● ASSIGNMENT
The output should consist solely of the line containing "Given the photograph below." and all lines after it through the final line of the entries below, reproduced exactly.

(Point localization data)
════════════════════
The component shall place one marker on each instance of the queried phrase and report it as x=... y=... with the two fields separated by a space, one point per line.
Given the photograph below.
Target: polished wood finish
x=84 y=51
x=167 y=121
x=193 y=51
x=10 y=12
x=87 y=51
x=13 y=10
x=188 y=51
════════════════════
● RESULT BELOW
Given the photograph below.
Target: polished wood finish
x=84 y=51
x=167 y=121
x=193 y=51
x=10 y=12
x=87 y=51
x=13 y=10
x=188 y=51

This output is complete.